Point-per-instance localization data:
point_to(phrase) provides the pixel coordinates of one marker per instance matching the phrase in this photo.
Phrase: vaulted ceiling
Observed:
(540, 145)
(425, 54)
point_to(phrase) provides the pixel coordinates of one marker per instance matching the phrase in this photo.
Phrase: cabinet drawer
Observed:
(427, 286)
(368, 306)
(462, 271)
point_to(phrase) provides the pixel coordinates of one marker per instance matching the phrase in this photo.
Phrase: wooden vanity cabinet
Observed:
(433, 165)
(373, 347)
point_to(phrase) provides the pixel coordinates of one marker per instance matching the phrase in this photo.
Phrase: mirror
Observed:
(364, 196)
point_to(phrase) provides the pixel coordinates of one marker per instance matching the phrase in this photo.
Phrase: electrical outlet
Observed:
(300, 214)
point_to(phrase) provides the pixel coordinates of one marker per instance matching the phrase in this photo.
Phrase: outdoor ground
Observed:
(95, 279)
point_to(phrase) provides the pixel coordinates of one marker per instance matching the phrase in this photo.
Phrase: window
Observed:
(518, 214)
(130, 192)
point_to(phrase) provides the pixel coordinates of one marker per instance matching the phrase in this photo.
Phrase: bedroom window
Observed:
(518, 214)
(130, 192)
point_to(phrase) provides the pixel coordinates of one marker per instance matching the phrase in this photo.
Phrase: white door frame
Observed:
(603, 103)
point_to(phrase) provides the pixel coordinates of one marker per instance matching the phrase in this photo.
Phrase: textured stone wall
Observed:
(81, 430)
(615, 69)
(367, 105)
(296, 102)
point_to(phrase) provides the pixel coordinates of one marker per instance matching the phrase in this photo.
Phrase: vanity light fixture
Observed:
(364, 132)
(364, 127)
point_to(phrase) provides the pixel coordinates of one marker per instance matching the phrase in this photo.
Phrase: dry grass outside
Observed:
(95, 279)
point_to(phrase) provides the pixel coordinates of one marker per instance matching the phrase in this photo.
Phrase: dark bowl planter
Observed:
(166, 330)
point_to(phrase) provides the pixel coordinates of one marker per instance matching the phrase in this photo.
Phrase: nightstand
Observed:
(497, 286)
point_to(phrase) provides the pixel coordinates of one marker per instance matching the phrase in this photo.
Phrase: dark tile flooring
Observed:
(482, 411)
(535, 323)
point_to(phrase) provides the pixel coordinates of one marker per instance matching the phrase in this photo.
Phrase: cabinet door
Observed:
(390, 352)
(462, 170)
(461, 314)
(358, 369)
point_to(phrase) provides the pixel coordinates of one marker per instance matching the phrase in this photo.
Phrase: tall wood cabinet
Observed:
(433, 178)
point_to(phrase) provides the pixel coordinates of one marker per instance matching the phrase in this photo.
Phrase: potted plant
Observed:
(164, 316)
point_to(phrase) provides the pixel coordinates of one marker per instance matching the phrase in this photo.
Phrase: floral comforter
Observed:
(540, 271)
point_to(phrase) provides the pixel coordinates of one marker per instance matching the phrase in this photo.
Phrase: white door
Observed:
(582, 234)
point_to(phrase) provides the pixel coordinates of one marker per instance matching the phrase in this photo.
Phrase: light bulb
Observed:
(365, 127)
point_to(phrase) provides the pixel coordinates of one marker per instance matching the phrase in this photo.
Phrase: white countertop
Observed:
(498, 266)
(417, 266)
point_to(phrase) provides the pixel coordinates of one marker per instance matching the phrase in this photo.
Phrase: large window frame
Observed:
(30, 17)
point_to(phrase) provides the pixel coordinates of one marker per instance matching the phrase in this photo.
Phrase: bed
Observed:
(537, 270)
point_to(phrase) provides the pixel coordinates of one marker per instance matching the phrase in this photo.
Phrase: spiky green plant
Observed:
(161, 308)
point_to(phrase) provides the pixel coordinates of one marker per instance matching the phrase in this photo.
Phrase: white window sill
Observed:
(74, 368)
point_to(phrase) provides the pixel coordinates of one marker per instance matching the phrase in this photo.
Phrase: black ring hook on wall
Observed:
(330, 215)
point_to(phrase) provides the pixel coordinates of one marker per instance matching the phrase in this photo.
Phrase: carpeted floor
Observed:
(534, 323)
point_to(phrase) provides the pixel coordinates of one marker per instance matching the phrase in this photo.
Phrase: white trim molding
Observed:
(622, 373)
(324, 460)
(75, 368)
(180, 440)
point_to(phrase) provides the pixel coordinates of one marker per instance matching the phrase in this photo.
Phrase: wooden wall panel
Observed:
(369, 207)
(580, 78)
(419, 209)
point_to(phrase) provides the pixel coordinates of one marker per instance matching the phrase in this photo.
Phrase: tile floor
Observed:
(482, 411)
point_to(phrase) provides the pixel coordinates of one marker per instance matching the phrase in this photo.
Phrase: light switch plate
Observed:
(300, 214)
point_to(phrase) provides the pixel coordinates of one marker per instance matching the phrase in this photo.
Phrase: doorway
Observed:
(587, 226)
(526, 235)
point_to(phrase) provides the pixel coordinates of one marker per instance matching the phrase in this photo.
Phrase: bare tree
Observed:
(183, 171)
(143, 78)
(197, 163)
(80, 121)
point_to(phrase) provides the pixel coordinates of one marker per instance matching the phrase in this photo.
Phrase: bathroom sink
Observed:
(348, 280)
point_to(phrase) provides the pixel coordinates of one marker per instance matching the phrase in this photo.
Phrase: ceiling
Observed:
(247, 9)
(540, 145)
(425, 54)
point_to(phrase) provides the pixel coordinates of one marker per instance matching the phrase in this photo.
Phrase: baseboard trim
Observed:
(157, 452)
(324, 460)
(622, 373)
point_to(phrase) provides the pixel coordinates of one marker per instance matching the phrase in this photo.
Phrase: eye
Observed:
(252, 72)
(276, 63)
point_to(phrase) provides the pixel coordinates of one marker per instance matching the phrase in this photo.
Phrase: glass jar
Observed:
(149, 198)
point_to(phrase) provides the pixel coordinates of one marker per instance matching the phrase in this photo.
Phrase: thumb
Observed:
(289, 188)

▶ _Activity_: Please retype the data, matching it exactly.

▶ _Answer section_:
point_to(phrase) provides the pixel coordinates of one marker per instance matching the phrase in this photo.
Phrase: vaulted ceiling
Observed:
(540, 145)
(425, 54)
point_to(phrase) provides the pixel coordinates of one marker per instance matching the phrase in this photo.
Phrase: cabinet drawer
Observed:
(427, 286)
(368, 306)
(462, 271)
point_to(phrase) provides the pixel coordinates of one marker per instance matching the phrase in this photo.
Phrase: wooden vanity cabinet
Observed:
(433, 165)
(373, 347)
point_to(phrase) provides the pixel coordinates of one marker per instance matching the phrase in this photo.
Phrase: mirror
Observed:
(364, 196)
point_to(phrase) provides the pixel coordinates of one marker per instance matching the phrase in this photo.
Phrase: electrical outlet
Observed:
(300, 214)
point_to(phrase) provides the pixel coordinates of one marker per instance matching the phrase in this photo.
Phrase: outdoor ground
Observed:
(95, 279)
point_to(phrase) provides the pixel coordinates of one marker per instance matching the phrase in this photo.
Phrase: window
Observed:
(518, 214)
(130, 192)
point_to(phrase) provides the pixel coordinates of one marker per instance matching the phrase in this photo.
Phrase: bedroom window
Observed:
(518, 214)
(130, 192)
point_to(phrase) provides the pixel coordinates of one marker per instance matching the phrase in this photo.
Phrase: white door frame
Observed:
(603, 103)
point_to(phrase) provides the pixel coordinates of one marker per instance matching the phrase in this photo.
Phrase: textured stone wall
Observed:
(81, 430)
(615, 69)
(367, 105)
(296, 102)
point_to(phrase) provides the pixel coordinates of one marker per instance matching the phrase in this photo.
Phrase: vanity light fixture
Observed:
(364, 132)
(364, 127)
point_to(phrase) provides the pixel coordinates of one marker per instance matching the phrase in this photo.
Phrase: dry grass outside
Observed:
(95, 279)
point_to(phrase) provides the pixel coordinates of one marker per instance matching the phrase in this photo.
Phrase: dark bowl planter
Observed:
(166, 330)
point_to(phrase) provides the pixel coordinates of one marker per instance matching the phrase in this photo.
Phrase: nightstand
Observed:
(497, 286)
point_to(phrase) provides the pixel coordinates of one marker per instance matching the phrase in this photo.
Phrase: dark tile flooring
Observed:
(482, 411)
(535, 323)
point_to(phrase) provides the pixel coordinates of one marker per instance matching the phrase in this photo.
Phrase: cabinet door
Observed:
(390, 352)
(462, 170)
(461, 314)
(358, 369)
point_to(phrase) provides the pixel coordinates of one marker per instance matching the phrase in this photo.
Phrase: tall wood cabinet
Observed:
(433, 178)
point_to(phrase) provides the pixel coordinates of one marker per instance matching the phrase in this photo.
Phrase: potted plant
Observed:
(164, 316)
point_to(phrase) provides the pixel coordinates of one marker per instance matching the phrase in this photo.
Phrase: floral comforter
Observed:
(540, 271)
point_to(phrase) provides the pixel coordinates of one marker per instance matching the phrase in this photo.
Phrase: white door
Observed:
(582, 234)
point_to(phrase) provides the pixel coordinates of one marker per instance matching the phrase in this photo.
Phrase: light bulb
Observed:
(365, 127)
point_to(phrase) provides the pixel coordinates of one marker per instance matching the phrase in this photo.
Phrase: white countertop
Observed:
(498, 266)
(417, 266)
point_to(phrase) provides the pixel coordinates of one marker per instance matching the phrase in this photo.
Phrase: large window frame
Observed:
(30, 17)
point_to(phrase) provides the pixel coordinates of one marker per instance matching the phrase in this photo.
Phrase: bed
Observed:
(537, 270)
point_to(phrase) provides the pixel coordinates of one marker per instance matching the phrase in this photo.
Phrase: spiky green plant
Observed:
(161, 308)
point_to(phrase) provides the pixel coordinates of one marker per instance matching the phrase in this photo.
Phrase: white window sill
Observed:
(74, 368)
point_to(phrase) provides the pixel coordinates of one marker per instance matching the phrase in this photo.
Phrase: black ring hook on wall
Observed:
(330, 215)
point_to(phrase) provides the pixel coordinates of one marker per instance matching the phrase in this photo.
Phrase: carpeted floor
Observed:
(534, 323)
point_to(phrase) provides the pixel coordinates of one marker per instance matching the phrase in this photo.
Phrase: white trim molding
Observed:
(622, 373)
(324, 460)
(75, 368)
(180, 440)
point_to(phrase) provides the pixel coordinates of one marker per instance matching the phrase in this photo.
Phrase: wooden wall panel
Observed:
(369, 207)
(580, 78)
(419, 209)
point_to(phrase) provides the pixel coordinates of one marker per instance matching the phrase in this photo.
Phrase: tile floor
Observed:
(482, 411)
point_to(phrase) provides the pixel coordinates of one marker per instance matching the phrase in this photo.
Phrase: light switch plate
Observed:
(300, 214)
point_to(phrase) provides the pixel coordinates of one marker per instance matching the phrase in this photo.
Phrase: doorway
Observed:
(587, 226)
(526, 235)
point_to(phrase) provides the pixel coordinates of one marker per instance matching the phrase in this photo.
Phrase: bare tree
Observed:
(183, 171)
(143, 78)
(197, 163)
(80, 121)
point_to(phrase) provides the pixel coordinates of one marker per instance matching the phrase in this photo.
Phrase: bathroom sink
Observed:
(348, 280)
point_to(phrase) provides the pixel coordinates of one marker per instance matching the phrase in this photo.
Phrase: ceiling
Observed:
(247, 9)
(540, 145)
(425, 54)
point_to(phrase) provides the pixel coordinates of one marker per instance matching the phrase in this photo.
Phrase: baseboard trim
Observed:
(157, 452)
(324, 460)
(622, 373)
point_to(phrase) provides the pixel coordinates of one marker per instance matching the phrase in this photo.
Phrase: eye
Observed:
(252, 72)
(276, 63)
point_to(phrase) provides the pixel coordinates of one marker per instance matching the phrase in this photo.
Phrase: glass jar
Observed:
(149, 198)
point_to(phrase) provides the pixel coordinates of one marker per instance matching the phrase in this photo.
Phrase: thumb
Observed:
(289, 188)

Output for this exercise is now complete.